BEGIN
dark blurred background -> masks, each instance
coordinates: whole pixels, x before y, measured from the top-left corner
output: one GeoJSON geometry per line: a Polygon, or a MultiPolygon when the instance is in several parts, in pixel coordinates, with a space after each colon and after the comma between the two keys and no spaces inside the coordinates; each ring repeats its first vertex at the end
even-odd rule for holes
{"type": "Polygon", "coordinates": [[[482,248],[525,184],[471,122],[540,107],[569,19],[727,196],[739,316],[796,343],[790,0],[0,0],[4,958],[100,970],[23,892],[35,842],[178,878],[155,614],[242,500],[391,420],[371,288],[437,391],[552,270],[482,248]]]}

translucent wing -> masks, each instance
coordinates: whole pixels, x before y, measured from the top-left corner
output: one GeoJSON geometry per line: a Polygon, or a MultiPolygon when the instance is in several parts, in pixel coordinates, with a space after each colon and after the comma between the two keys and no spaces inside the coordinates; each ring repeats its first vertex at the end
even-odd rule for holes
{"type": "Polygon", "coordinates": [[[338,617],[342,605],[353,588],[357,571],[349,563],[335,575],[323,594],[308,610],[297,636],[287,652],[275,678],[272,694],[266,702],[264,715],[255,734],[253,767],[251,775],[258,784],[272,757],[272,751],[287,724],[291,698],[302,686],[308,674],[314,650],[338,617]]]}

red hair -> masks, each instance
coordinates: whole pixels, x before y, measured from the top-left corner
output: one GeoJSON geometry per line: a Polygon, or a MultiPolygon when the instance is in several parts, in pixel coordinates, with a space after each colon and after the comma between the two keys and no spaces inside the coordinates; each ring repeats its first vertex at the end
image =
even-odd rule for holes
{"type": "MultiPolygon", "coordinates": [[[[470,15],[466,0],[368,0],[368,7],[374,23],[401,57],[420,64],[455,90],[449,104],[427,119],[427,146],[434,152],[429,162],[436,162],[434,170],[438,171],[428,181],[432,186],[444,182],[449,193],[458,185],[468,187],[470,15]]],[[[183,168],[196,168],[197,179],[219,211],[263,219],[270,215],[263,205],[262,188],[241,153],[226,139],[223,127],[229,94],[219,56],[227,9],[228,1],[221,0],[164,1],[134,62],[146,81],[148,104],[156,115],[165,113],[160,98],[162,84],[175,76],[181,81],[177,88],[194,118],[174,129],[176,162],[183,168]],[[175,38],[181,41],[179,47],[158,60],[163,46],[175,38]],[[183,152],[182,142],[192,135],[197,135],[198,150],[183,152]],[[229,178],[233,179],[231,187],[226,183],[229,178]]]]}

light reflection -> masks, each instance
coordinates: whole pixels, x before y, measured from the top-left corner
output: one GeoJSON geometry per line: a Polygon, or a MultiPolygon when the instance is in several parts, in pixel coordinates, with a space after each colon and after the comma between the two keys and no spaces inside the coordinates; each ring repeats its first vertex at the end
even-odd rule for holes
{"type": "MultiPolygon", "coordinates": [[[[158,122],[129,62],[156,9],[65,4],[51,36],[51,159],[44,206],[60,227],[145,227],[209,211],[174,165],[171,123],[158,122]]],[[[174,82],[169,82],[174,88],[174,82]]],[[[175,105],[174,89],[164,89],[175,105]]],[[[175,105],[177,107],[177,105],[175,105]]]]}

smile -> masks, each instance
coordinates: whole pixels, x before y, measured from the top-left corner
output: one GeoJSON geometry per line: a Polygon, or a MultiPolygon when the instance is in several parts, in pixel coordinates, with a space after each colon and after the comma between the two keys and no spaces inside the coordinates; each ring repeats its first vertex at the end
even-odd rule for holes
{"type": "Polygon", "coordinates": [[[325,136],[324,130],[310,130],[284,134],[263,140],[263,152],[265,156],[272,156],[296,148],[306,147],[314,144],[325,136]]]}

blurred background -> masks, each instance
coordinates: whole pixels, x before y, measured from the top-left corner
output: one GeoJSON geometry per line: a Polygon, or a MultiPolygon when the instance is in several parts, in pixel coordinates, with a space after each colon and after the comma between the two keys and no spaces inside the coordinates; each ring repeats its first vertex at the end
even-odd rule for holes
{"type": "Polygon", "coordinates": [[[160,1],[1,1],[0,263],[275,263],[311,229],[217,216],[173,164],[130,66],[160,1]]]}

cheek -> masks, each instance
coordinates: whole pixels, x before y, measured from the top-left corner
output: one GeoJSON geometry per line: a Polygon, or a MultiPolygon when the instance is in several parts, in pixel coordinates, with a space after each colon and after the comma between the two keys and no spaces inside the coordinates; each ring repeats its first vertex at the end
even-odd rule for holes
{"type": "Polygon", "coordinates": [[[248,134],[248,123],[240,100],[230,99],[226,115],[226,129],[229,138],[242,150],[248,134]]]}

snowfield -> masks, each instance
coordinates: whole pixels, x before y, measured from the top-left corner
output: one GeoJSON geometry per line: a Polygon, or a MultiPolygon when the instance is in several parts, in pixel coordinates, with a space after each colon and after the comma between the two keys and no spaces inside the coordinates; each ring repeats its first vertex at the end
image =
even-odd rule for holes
END
▸ **What this task involves**: Beginning with the line that contains "smile -> masks, each instance", repeat every line through the end of the records and nothing more.

▸ **Output**:
smile -> masks, each instance
coordinates: whole pixels, x before y, measured from the top-left corner
output: one GeoJSON geometry per line: a Polygon, or a MultiPolygon when the instance is in several parts, in pixel coordinates, with a space after each colon and after the comma between the two keys and no spaces inside the coordinates; each ring repeats its first vertex at the end
even-odd rule for holes
{"type": "Polygon", "coordinates": [[[325,136],[324,130],[310,130],[284,134],[263,140],[263,152],[265,156],[272,156],[296,148],[306,147],[314,144],[325,136]]]}

blurred background -> masks, each instance
coordinates: whole pixels, x before y, measured from the top-left corner
output: one GeoJSON geometry per line: a Polygon, or a MultiPolygon when the instance is in several parts, in pixel coordinates, with a space after each colon and after the comma between the two keys and no spaces inside the coordinates; each ring repeats its first vertex at the end
even-odd rule for holes
{"type": "Polygon", "coordinates": [[[160,1],[1,1],[0,263],[275,263],[311,229],[217,216],[173,164],[130,66],[160,1]]]}

cheek -> masks, each instance
coordinates: whole pixels, x before y, measured from the top-left corner
output: one GeoJSON geometry per line: a Polygon, or a MultiPolygon when the instance is in several parts, in pixel coordinates, with a space after each colon and after the comma between the two keys and no spaces inside the coordinates; each ring repeats its first vertex at the end
even-odd rule for holes
{"type": "Polygon", "coordinates": [[[248,134],[248,123],[240,100],[230,99],[226,115],[226,129],[229,138],[242,150],[248,134]]]}

snowfield -> masks, each instance
coordinates: whole pixels, x before y, measured from the top-left corner
output: one GeoJSON geometry per line: a Polygon, or a MultiPolygon when the instance is in several parts, in pixel coordinates, with a space after each colon and after the comma between the two keys and no spaces inside the coordinates; each ring repeats its first vertex at the end
image =
even-odd rule for holes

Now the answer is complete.